== Brano di testo ==
Il Signore delle Zanzare

Mia cara Berenice,

ho cominciato la giornata nel miglior modo possibile, schiacciando con una manata contro il muro una zanzara grassa e intontita dopo la notte di bagordi che ha lasciato, da par suo, un’enorme chiazza di sangue sul muro.

Da una parte, ho annotato mentalmente che prima o poi dovrò fare ridipingere. Dall’altra, questo cimitero degli insetti molesti, mappato lungo le mura di casa come su planetario, mi suscita compiacimento e si attaglia alle arie di bullo delle zanzare che uso darmi a Roma.

“Sei stato sulla Tiberina anche ieri sera?”

“Naturalmente”.

“Ma le zanzare non ti mangiano vivo?”

“Le zanzare? Non sapete nemmeno cosa sono, a Roma. In Veneto, abbiamo zanzare (aggiungere iperbole a piacere sul numero e le dimensioni degli insetti veneti, es.: così tante che ci puoi camminare sopra, grosse come un pugno, voluminose come gabbiani)”.

Il tutto con un’aria da Crocodile Dundee che sventola il coltellaccio da caccia. Zampironi? Spray? Roba da donnette.

Un virile saluto.

Stan

In cauda venenum

Mia cara Berenice,

stando alla previsioni meteorologiche, oggi dovrebbe essere l’ultima giornata di peine forte et dure nella capitale.

Il cielo è lattiginoso come nella Pianura Padana, l’afa degna dell’India Britannica, tira un vento caldo da avamposto della Legione Straniera nel Sahara e cadono rade gocce di pioggia, come nella leggendaria tortura cinese.

Per giunta, le reti sociali mi informano che a Venezia si è abbattuto un violentissimo temporale, con scudisciate d’acqua a frustare spietatamente Piazza San Marco.

In altre parole l’antitesi e, al tempo stesso, la perfetta sintesi della tempesta perfetta.

Insomma, questa estate sta facendo l’uscita di scena che merita.

Posso solo sperare, a questo punto, che vento e grandine non scelgano queste settimane cruciali per fare visita ai vigneti della Terraferma.

Uno scaramantico saluto.

Stan

PS: Ora sono al parco e la situazione sembra migliorata. Cani, cani e cani. Cani ovunque. Branchi di cani.

Il Fantasma di Roma

Mia cara Berenice,

il Comando Aereo ucraino ha ritenuto opportuno dichiarare ufficialmente che non esiste alcun Fantasma di Kiev, nessun asso dei cieli che avrebbe abbattuto decine di aerei russi… o meglio, “il Fantasma di Kiev è una personificazione dei piloti della 40^ Brigata Tattica Aerea che difende i cieli della capitale”.
===
**Obiettivo dichiarato A:**
Elenca in ordine i titoli di tutte le lettere a Berenice.
**Obiettivo dichiarato B:**
Prosegui le lettere a Berenice a partire dall'ultima frase, quella sul Fantasma di Kiev.
== Estratti delle voci ==
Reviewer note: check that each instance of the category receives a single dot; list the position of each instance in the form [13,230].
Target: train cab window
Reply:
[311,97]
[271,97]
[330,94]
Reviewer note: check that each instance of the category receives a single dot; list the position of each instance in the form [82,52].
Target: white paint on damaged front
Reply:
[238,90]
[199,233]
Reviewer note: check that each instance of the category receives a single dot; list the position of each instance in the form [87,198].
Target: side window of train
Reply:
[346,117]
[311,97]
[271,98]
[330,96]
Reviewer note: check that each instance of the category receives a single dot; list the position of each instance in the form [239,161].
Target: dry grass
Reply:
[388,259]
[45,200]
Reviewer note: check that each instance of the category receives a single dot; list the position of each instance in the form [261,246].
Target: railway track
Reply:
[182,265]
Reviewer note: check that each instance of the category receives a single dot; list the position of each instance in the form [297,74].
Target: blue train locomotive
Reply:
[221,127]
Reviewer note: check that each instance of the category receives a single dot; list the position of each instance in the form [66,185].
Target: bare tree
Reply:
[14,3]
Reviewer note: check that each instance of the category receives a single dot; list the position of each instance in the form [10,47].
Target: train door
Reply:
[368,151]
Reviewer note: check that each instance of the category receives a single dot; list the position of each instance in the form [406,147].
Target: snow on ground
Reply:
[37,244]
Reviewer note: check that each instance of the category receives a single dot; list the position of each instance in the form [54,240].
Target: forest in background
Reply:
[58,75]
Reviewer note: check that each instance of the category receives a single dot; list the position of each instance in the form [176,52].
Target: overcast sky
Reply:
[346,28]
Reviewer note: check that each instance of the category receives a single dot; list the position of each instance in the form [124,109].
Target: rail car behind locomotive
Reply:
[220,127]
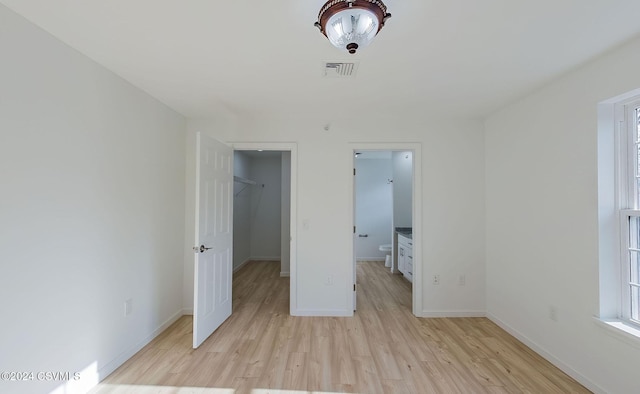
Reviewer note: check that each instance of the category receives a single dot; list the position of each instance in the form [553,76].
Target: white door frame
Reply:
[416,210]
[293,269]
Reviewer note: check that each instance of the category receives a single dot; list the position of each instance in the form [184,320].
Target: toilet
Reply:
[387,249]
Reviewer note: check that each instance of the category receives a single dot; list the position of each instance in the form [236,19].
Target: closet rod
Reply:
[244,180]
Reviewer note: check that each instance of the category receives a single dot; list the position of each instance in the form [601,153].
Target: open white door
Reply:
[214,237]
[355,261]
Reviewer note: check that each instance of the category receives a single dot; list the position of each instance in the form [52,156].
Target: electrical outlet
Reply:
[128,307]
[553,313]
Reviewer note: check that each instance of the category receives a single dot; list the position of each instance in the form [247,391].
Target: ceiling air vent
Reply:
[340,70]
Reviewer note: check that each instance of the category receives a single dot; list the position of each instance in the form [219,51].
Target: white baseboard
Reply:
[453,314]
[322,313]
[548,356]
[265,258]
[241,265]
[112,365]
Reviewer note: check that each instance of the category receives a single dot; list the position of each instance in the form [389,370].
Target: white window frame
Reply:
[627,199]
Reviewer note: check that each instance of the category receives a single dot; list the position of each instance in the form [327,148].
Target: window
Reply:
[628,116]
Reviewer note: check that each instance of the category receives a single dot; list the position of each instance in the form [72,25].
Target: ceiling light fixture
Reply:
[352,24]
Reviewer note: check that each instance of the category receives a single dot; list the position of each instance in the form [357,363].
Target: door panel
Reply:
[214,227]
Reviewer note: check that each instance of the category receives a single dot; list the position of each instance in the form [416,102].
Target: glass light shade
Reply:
===
**Risposta finale A:**
Il Signore delle Zanzare
In cauda venenum
Il Fantasma di Roma

**Risposta finale B:**
Un analogo, seppur meno drammatico giuoco di specchi e cortine fumogene è in corso in Italia, sempre con il coinvolgimento dell’Aeronautica Militare.

Ieri, le previsioni meteo promettevano forti piogge e una rottura della cappa d’afa. Non è caduta una sola goccia, almeno nei quartieri centrali di Roma; anzi, a malapena il cielo si è rannuvolato. Ciononostante, l’aria era indubbiamente più fresca, e così stamattina.

Non tirava però un alito di vento, o forse erano state chiuse le finestre e le porte tagliafuoco dei corridoi, fatto sto che mi sono visto costretto ad attivare l’aria condizionata. Ora, però, il cielo è coperto e l’ho spenta.

Insomma, la situazione è ancora ambigua, sfuggente, confusa. Sembra di stare nella Roma del 1943, nido di spie e cospirazioni, nella Madrid della guerra civile o nella Berlino della Guerra Fredda.

Mi aspetto, a questo punto, uno scambio di prigionieri nel cuore della notte, a Ponte Milvio: l’autore ispanofono di qualche hit estiva e un’influencer perennemente in bikini in cambio di una ragazza freddolosa con il plaid sulle spalle e un caldaista, in tuta e cartelletta di documenti per le detrazioni fiscali.

Un saluto dietro gli occhiali scuri.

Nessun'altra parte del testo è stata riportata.